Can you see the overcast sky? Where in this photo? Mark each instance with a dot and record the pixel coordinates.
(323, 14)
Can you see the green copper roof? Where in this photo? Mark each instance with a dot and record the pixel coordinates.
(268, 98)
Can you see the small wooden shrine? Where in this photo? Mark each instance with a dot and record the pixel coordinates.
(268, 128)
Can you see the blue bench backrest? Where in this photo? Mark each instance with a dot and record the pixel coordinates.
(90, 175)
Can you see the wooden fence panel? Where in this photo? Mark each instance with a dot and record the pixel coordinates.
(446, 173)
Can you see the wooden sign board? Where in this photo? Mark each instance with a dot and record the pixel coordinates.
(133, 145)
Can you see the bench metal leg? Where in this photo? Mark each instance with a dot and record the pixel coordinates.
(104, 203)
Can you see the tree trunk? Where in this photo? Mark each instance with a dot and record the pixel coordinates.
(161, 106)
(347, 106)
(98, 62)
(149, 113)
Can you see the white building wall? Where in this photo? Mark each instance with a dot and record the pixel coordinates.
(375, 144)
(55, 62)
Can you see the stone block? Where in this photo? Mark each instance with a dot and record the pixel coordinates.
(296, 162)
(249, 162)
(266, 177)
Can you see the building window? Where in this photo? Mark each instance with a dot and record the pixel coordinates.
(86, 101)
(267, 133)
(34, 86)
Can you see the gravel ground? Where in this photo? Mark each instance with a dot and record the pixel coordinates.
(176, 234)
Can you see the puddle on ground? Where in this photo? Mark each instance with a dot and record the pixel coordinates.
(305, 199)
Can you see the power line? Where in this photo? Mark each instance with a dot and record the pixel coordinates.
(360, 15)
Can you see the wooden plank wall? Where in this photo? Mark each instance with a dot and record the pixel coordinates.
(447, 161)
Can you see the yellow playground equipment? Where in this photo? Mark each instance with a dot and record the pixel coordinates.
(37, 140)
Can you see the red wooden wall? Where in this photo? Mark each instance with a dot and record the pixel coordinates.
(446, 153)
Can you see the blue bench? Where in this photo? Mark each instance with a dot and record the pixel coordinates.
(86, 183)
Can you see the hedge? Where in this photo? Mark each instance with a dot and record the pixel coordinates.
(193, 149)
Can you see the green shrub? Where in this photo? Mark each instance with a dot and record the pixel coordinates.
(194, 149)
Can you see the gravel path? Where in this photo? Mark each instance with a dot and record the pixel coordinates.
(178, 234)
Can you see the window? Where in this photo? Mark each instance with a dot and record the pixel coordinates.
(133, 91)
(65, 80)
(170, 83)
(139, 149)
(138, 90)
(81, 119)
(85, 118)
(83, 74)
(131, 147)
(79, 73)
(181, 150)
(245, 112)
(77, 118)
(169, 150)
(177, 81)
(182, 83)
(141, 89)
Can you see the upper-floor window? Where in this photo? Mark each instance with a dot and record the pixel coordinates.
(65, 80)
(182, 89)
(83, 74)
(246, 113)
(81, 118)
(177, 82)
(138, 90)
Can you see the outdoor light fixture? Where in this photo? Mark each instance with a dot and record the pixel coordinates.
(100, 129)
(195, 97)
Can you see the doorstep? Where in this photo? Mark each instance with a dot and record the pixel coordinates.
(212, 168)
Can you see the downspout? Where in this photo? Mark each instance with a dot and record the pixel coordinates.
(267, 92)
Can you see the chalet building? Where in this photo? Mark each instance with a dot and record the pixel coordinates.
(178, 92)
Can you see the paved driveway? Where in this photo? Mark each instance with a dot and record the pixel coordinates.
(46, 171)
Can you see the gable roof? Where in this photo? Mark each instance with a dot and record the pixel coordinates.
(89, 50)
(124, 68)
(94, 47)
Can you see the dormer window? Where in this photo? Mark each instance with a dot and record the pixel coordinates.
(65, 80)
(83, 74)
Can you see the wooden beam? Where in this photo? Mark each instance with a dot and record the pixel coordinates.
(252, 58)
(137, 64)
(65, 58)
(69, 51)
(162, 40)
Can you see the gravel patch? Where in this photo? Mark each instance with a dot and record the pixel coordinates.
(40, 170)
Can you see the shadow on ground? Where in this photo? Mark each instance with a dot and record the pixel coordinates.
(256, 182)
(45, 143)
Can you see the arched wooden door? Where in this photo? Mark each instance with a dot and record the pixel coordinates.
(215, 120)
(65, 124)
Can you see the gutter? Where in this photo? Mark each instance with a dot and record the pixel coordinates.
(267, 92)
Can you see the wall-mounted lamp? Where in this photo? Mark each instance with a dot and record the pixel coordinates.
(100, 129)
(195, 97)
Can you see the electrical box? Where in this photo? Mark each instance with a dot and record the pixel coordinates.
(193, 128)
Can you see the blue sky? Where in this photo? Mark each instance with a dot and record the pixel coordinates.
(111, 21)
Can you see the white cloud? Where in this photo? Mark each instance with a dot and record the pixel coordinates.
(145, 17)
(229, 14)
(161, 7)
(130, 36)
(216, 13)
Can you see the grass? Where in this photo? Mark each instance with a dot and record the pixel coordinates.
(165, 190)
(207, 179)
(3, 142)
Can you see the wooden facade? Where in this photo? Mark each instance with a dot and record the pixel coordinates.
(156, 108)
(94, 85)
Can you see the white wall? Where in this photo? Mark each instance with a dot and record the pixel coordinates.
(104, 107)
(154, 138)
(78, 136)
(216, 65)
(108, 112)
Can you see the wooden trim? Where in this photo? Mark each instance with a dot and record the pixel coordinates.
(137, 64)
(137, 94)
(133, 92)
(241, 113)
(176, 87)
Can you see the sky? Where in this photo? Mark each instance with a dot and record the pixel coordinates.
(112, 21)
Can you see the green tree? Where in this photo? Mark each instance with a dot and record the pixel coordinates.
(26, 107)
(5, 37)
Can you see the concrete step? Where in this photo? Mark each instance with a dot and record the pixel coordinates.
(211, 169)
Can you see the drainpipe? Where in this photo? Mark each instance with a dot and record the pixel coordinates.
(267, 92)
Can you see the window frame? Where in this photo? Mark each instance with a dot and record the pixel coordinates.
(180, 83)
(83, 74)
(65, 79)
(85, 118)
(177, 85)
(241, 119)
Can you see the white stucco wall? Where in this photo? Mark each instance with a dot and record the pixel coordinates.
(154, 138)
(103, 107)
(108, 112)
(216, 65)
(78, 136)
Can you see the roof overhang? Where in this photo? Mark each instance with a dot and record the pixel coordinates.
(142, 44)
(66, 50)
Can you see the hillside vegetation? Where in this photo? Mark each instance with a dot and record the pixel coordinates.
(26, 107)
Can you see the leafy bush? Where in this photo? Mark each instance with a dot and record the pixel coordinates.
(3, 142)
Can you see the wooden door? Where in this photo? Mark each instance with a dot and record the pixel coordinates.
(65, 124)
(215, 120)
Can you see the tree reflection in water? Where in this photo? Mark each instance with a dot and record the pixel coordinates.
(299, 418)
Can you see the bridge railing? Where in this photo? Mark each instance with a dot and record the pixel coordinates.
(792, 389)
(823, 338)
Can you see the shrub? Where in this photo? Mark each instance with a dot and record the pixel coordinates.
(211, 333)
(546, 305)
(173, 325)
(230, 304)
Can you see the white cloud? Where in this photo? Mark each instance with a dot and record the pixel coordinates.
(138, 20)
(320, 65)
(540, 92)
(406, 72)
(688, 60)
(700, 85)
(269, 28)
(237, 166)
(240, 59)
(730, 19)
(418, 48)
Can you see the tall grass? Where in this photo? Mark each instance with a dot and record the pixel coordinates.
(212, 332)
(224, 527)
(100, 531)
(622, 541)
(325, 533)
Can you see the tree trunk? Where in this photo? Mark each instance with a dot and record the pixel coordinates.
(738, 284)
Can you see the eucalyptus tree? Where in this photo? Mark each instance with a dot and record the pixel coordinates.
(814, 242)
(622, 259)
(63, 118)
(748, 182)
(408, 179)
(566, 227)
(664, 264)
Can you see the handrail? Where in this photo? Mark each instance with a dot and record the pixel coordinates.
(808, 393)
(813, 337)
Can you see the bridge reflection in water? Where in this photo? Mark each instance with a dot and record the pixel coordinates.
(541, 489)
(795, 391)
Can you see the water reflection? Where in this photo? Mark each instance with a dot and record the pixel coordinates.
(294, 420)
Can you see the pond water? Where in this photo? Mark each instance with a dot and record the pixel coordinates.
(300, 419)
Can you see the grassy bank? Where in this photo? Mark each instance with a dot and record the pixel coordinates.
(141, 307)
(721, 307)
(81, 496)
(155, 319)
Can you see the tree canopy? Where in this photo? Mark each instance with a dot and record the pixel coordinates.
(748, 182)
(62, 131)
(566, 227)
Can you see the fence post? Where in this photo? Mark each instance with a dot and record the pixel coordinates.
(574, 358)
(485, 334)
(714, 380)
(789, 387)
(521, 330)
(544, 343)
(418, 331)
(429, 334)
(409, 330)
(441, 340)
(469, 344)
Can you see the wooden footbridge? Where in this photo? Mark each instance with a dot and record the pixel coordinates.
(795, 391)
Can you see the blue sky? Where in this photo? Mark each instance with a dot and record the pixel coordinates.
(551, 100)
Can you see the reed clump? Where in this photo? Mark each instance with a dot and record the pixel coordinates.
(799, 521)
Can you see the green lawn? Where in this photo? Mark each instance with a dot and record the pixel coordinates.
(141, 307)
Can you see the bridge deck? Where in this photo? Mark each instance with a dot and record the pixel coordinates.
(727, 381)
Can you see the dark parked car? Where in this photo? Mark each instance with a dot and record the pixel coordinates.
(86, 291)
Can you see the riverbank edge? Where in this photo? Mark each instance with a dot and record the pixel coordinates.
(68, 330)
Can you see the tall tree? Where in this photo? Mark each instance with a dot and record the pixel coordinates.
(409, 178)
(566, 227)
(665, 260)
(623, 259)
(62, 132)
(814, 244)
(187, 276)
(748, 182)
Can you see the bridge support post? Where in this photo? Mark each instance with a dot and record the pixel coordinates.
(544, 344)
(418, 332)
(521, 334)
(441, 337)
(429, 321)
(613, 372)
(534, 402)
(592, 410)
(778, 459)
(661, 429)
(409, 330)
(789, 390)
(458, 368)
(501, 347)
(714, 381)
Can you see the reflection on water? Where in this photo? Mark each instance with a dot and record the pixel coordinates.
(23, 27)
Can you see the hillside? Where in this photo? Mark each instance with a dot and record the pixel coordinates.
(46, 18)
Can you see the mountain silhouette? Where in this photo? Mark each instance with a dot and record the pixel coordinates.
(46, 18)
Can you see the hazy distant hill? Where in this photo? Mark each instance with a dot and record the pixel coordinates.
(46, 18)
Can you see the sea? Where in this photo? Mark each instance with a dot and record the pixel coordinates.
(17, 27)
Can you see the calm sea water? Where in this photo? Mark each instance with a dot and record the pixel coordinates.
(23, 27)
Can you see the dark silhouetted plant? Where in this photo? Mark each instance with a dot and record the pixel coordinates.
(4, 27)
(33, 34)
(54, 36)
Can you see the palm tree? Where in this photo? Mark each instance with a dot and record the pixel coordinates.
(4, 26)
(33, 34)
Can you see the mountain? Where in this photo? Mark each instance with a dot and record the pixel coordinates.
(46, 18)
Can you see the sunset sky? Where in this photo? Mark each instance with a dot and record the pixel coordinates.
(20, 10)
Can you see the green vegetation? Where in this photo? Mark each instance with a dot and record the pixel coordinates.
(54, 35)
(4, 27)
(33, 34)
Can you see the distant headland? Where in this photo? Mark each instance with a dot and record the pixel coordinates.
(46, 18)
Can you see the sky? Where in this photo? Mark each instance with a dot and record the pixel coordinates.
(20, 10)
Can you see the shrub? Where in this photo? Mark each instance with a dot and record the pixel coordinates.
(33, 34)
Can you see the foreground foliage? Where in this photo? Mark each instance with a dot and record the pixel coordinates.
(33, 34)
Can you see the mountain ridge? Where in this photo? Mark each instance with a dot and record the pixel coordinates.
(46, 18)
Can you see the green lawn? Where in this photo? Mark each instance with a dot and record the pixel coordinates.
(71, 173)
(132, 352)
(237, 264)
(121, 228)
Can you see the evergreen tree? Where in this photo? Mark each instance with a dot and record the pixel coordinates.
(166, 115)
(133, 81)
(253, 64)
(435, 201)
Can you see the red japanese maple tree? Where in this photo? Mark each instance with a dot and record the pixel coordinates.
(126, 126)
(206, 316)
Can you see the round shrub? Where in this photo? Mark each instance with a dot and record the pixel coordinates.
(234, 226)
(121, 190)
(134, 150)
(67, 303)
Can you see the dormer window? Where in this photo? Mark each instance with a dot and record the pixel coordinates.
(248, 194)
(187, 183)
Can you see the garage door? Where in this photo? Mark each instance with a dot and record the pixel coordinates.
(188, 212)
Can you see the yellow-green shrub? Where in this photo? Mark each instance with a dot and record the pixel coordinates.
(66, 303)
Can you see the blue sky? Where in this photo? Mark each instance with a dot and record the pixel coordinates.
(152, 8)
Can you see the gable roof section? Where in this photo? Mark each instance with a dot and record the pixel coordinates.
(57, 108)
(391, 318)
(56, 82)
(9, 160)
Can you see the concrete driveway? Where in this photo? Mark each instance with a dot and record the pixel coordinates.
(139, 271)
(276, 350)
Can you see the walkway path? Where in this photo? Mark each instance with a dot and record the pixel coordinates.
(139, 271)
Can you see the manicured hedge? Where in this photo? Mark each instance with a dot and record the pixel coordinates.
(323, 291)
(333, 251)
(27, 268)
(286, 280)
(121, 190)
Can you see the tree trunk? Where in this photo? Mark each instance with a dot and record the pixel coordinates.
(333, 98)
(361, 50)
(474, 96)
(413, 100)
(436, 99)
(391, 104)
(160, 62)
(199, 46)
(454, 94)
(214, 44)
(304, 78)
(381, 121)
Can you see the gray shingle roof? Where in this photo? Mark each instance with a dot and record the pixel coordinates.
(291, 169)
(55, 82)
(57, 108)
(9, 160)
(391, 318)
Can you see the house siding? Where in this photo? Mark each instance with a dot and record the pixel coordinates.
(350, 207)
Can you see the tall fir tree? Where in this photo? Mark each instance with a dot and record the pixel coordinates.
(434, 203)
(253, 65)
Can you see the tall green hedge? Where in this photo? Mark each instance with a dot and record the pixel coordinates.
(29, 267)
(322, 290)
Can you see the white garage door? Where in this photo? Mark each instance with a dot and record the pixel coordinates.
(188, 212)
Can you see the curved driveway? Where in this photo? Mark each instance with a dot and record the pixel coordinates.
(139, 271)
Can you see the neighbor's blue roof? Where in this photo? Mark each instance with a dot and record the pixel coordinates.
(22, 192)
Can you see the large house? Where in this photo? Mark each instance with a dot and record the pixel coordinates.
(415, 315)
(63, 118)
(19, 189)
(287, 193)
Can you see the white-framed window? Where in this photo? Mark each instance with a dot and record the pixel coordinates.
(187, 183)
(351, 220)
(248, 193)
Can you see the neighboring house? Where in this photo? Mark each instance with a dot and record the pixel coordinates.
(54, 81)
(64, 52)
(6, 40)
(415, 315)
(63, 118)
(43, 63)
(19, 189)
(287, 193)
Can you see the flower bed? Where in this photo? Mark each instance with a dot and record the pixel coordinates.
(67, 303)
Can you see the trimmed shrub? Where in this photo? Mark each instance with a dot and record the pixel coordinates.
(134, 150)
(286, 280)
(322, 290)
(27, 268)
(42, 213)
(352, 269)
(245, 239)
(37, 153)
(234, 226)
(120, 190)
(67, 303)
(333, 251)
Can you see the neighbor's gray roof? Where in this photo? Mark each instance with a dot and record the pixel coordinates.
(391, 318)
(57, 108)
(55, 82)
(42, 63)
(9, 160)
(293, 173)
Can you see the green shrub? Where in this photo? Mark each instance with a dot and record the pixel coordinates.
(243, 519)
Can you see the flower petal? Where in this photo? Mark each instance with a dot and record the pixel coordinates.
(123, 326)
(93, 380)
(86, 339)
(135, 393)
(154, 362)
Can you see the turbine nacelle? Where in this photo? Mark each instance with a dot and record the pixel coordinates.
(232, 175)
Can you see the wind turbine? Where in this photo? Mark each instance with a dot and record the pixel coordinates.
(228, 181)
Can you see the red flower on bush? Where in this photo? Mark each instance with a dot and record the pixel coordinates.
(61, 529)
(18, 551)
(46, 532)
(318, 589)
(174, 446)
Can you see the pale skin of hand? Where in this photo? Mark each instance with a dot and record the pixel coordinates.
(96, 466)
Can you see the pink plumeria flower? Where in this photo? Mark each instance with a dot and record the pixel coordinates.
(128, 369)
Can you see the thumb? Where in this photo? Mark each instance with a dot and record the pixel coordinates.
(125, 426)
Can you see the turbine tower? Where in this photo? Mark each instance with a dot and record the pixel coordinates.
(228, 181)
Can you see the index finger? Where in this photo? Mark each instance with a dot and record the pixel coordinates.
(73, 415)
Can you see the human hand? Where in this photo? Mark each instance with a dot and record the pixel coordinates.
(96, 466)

- _Your goal_: Please write out everything from the line containing "Can you see the pink" down to the last line and nothing more, keeping the requests and shifting every coordinate in the answers up by 131.

- _Full solution_:
Can you see the pink plumeria flower? Where in this photo? Mark each instance with a dot and record the pixel coordinates.
(259, 500)
Can you see the thumb? Where in this photo? Mark each instance with a dot and record the pixel coordinates.
(256, 557)
Can you see the turbine tower? Where in this photo? Mark each instance with a dot and record the pixel coordinates.
(359, 312)
Can you see the index finger? Where in this photo? Mark each instance with a dot and record the pixel coordinates.
(204, 546)
Can you see the human hand? Where in this photo? Mark each instance with a dot and record the pixel coordinates.
(227, 597)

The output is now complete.